→ A run of rows:
_ _ _ _
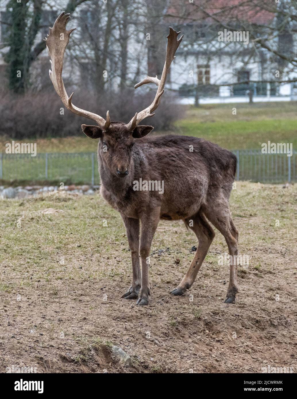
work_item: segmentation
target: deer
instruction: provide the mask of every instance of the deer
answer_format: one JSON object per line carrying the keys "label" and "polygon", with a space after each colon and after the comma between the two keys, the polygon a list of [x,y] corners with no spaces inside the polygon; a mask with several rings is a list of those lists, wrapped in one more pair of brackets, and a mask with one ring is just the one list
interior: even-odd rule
_ _ _ _
→ EXERCISE REQUIREMENTS:
Print every line of the rows above word for word, leaving out the pictures.

→ FINISHED ANSWER:
work_item: segmentation
target: deer
instruction: provide the mask of every instance of the deer
answer_format: one JSON object per line carrying the keys "label" and "polygon", with a space after each colon and after the comma between the two keys, the polygon a list of [x,y] corners with no spaces inside the polygon; a mask with several rings is a list of those lists, wrapped in one more pair of brackets, and a mask with one ring is just the one list
interior: even-odd rule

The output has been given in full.